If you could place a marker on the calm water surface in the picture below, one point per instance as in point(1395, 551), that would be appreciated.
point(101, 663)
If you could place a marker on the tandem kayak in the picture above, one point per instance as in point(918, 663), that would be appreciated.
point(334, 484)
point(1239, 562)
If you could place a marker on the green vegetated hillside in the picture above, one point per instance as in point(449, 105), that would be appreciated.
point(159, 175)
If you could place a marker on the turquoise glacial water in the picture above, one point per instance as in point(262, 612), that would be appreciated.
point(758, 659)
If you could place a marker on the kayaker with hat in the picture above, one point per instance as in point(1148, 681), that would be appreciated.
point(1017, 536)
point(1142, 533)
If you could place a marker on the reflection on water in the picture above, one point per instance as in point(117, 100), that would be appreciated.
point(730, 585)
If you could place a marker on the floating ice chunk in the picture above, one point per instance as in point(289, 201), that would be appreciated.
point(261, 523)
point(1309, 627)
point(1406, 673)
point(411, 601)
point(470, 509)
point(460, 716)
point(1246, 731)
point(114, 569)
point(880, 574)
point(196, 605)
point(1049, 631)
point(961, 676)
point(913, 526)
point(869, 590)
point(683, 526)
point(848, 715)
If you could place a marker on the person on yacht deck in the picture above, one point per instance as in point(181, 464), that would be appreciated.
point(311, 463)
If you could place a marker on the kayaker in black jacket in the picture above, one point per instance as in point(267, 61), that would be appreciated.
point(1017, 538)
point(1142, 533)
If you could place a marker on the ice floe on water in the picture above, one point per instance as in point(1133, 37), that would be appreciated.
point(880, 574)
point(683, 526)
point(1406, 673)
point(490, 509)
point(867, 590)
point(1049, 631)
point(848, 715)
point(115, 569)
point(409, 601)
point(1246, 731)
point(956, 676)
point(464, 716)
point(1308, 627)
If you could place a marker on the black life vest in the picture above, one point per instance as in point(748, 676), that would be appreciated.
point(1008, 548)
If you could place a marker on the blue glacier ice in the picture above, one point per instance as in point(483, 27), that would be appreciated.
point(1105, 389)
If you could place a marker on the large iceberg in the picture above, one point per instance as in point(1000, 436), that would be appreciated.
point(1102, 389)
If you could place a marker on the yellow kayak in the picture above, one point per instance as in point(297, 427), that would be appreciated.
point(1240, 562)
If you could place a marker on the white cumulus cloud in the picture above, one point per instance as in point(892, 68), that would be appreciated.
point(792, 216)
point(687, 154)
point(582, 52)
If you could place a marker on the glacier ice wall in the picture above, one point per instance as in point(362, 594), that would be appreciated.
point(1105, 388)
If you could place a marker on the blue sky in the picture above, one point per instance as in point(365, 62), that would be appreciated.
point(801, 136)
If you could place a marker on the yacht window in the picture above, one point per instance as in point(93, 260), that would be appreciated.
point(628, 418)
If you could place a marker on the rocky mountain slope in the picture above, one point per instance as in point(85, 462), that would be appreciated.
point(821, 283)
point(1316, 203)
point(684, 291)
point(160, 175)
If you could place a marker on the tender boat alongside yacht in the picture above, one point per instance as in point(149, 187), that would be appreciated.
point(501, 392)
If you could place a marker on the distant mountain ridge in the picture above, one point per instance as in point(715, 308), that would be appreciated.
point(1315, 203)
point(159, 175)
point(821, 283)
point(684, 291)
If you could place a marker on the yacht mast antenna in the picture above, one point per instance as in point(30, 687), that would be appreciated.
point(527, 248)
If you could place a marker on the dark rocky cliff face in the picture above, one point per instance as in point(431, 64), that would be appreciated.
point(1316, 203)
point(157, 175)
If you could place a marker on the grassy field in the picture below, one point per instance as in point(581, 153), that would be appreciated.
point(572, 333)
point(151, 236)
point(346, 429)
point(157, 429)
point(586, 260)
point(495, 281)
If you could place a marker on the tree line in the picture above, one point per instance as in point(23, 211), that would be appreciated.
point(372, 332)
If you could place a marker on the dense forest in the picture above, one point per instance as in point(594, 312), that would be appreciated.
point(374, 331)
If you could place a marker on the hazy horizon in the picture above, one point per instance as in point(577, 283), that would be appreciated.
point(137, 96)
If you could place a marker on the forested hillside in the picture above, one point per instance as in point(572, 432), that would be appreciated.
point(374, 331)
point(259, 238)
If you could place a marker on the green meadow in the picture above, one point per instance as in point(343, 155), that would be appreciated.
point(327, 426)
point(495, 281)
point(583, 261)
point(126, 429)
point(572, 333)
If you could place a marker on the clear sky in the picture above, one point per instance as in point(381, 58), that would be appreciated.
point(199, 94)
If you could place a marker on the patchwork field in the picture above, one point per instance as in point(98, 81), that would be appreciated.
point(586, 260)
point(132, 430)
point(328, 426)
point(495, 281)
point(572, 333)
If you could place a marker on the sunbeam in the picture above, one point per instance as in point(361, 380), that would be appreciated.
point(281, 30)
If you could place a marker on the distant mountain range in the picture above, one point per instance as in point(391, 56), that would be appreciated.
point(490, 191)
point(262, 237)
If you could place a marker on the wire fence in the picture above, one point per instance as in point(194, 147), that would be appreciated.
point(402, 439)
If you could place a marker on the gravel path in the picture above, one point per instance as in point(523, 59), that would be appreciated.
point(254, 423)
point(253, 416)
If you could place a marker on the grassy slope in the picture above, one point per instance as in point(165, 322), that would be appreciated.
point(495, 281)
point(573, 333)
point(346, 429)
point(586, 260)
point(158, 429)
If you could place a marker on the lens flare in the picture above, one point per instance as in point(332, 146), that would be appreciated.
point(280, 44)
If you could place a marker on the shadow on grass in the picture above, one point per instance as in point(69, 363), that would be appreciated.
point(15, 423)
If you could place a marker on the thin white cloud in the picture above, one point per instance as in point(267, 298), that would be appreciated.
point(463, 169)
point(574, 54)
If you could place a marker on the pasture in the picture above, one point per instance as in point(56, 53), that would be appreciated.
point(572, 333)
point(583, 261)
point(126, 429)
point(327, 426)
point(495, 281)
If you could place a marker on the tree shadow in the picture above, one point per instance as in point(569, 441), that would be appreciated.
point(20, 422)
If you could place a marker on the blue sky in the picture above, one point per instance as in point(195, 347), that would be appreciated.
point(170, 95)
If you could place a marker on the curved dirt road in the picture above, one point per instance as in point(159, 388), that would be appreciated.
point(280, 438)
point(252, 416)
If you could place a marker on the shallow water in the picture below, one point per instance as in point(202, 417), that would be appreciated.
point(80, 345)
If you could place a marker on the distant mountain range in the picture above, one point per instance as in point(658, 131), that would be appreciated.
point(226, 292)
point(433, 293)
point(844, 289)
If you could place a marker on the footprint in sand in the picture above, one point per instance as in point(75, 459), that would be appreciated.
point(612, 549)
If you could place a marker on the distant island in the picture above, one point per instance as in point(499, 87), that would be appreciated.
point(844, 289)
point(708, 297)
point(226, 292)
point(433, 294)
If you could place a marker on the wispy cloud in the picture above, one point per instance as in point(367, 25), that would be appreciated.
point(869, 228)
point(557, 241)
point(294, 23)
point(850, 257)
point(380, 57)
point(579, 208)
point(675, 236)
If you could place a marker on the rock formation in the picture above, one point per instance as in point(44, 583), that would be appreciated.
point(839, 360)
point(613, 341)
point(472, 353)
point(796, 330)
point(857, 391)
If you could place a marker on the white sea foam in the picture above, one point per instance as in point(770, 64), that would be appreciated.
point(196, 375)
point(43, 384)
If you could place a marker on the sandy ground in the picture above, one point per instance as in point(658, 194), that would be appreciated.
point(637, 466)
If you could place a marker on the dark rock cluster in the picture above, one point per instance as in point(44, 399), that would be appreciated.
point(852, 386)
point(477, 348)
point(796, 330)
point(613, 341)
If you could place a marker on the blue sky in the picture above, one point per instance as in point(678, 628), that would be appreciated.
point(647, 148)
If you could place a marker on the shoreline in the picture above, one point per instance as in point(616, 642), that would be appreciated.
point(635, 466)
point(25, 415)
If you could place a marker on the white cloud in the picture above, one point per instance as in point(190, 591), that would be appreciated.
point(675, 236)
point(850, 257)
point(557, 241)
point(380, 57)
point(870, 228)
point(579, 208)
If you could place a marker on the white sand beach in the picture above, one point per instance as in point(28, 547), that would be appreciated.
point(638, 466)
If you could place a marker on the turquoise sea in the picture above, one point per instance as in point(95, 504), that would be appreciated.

+---+

> _Problem description_:
Each line from the one containing "If you could place a marker on the shoreline" to the final line above should be written out exactly; please omit the others.

> _Solution for this exercise_:
If you could place a marker on the shoreline in the picture above, one point per instance as in point(616, 642), that would be appreciated.
point(635, 466)
point(25, 415)
If you could place a marker on the white cloud in the picture above, one point per instance as in point(190, 591), that would be appreciated.
point(675, 236)
point(850, 257)
point(557, 241)
point(380, 57)
point(870, 228)
point(579, 208)
If you could place a marker on the white sand beach in the picture above, one point per instance as in point(28, 547), that would be appreciated.
point(638, 466)
If you could place a marker on the turquoise sea in the picture above, one point per instance as in point(95, 504), that would be appreciated.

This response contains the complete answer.